— What is needed —
Rewrite the records below as a numbered list, one line per item, with blank lines omitted. Leave the pictures out of the list.

^^^^^^^^

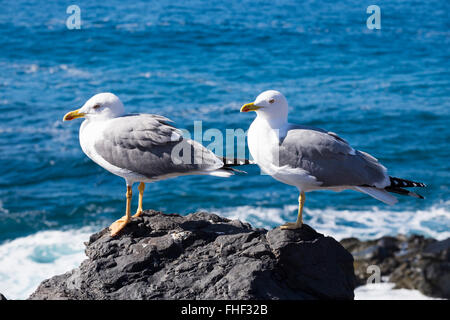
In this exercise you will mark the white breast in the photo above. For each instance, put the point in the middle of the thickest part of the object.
(90, 132)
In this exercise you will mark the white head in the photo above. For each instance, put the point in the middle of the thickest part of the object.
(270, 105)
(100, 107)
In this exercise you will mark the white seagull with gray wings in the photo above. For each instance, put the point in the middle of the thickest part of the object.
(139, 147)
(314, 159)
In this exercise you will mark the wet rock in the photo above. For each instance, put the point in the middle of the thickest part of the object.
(205, 256)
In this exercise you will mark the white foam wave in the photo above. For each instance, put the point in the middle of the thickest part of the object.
(26, 261)
(364, 224)
(386, 291)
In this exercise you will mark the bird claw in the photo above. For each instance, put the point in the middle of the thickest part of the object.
(118, 225)
(291, 226)
(138, 213)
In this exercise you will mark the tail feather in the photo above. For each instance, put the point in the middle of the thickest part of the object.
(404, 192)
(378, 194)
(403, 183)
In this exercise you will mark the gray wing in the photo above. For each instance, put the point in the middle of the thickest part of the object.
(147, 144)
(330, 158)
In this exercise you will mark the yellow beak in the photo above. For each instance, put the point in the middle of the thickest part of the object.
(249, 107)
(73, 115)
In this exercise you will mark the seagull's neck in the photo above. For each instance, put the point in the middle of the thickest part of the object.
(274, 123)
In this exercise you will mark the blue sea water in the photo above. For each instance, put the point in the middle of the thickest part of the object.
(385, 91)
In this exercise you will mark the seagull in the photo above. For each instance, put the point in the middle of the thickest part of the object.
(314, 159)
(139, 148)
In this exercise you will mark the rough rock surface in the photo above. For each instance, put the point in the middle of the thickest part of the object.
(204, 256)
(413, 262)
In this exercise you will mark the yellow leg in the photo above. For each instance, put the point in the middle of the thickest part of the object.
(118, 225)
(299, 223)
(141, 189)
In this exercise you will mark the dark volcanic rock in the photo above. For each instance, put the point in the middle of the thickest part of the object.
(204, 256)
(412, 262)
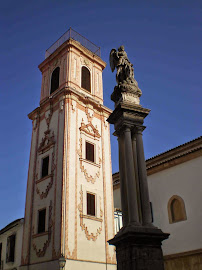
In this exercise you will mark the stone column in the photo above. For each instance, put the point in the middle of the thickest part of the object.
(142, 173)
(133, 214)
(123, 188)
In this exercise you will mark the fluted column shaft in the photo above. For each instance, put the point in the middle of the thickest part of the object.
(133, 214)
(142, 173)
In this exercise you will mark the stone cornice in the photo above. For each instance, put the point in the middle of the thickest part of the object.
(11, 225)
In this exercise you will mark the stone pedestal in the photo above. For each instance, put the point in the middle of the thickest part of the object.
(138, 243)
(139, 248)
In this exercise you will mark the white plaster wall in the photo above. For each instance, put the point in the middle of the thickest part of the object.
(117, 198)
(18, 230)
(183, 180)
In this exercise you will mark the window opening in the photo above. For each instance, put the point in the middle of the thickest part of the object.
(45, 166)
(85, 79)
(55, 80)
(41, 221)
(176, 209)
(90, 152)
(90, 204)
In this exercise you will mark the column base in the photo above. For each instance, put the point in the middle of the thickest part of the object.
(139, 248)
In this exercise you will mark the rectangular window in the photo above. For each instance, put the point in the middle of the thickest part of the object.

^^^^^^^^

— Worked solution —
1. In this exercise you will mark the white breast in the photo above. For each instance, put the point in the middle of the thickest part of the object.
2. (90, 132)
3. In this exercise you will mark the white head in the photo above. For each instance, put the point in the middle of the thickest part of the object.
4. (270, 105)
5. (100, 107)
6. In this exercise you will mark the white seagull with gray wings in the photo above. For each instance, put the point in the middle of the thickest part of the object.
7. (139, 147)
8. (314, 159)
9. In this exercise you will mark the wet rock in the photo above. For each instance, put the point in the middle of the thickest part of the object.
10. (205, 256)
11. In this exercise you will mark the white foam wave in the photo above. For each instance, put the point in the middle of the thickest part of the object.
12. (26, 261)
13. (364, 224)
14. (386, 291)
15. In this exercise you will mark the bird claw in the photo above. For each instance, put the point in the middle of the thickest part of the object.
16. (118, 225)
17. (291, 226)
18. (138, 213)
19. In this exercise you will mark the tail feather in the photo above. For each instance, put the point in the middle of the thickest part of the object.
20. (404, 192)
21. (378, 194)
22. (403, 183)
23. In this exercise you will mark the gray wing in the photo above. For each instance, put the point in the middle of the thickest part of the object.
24. (147, 144)
25. (330, 158)
26. In this exercise you will mark the yellow beak in the photo above. For each instance, put the point in the middle of the thickest part of the object.
27. (249, 107)
28. (73, 115)
29. In this exercise you will mark the seagull's neck in the photo above. For each instance, put the point in the middle of the thickest part of the object.
30. (274, 123)
31. In this exercise you will mark the blue sea water in the photo above. For each instance, put the point in the middle of the thickest part of the object.
32. (385, 91)
33. In this exercise you will mark the seagull in the photo above. For each instance, put the point in the middle of the thickest part of the object.
34. (314, 159)
35. (139, 148)
36. In this exercise you will mark the rough rock surface in the photo above. For each instance, put the point in the middle of the thickest part of the object.
37. (204, 256)
38. (413, 262)
39. In this exercise you will mark the yellow leg in the photo above. For each instance, put the point in the middle of the thickest part of the object.
40. (118, 225)
41. (299, 223)
42. (141, 189)
43. In this exercise you will mark the dark volcanic rock in the photo above. For each instance, put the point in the middle of the thickest part of the object.
44. (204, 256)
45. (412, 262)
46. In this exercise you will mark the stone column in the photo above. For each instance, put the point in the middle of the thickest part of the object.
47. (142, 173)
48. (133, 214)
49. (123, 188)
50. In this exercise you will mark the fluted column shaft in the photo above. For each instance, put the point in the middle of the thickest part of the object.
51. (133, 214)
52. (142, 173)
53. In this exercise you will mark the stone cornice in the photo above. For each instance, put the point in the middle of the thickest part of the object.
54. (11, 225)
55. In this exercise you will mark the stone pedestal in the photo above. For each instance, put the point in the middle of the thickest part of the object.
56. (138, 243)
57. (139, 248)
58. In this exercise you will mark the white plaster wall in the photo above. For each instance, put the point in the middle of the thickest part of the object.
59. (117, 198)
60. (18, 230)
61. (183, 180)
62. In this exercise you will mark the window opening in the photo above. For each instance, put the point in the middle of the thickest part of the object.
63. (45, 166)
64. (85, 79)
65. (55, 80)
66. (41, 221)
67. (176, 209)
68. (90, 152)
69. (90, 204)
70. In this exercise you will mark the column base in the photo above. For each instance, put the point in the middle of the thickest part of the object.
71. (139, 248)
72. In this exercise you will mark the rectangular window in the photo above. For each instance, put the point in the middle of the thickest part of the object.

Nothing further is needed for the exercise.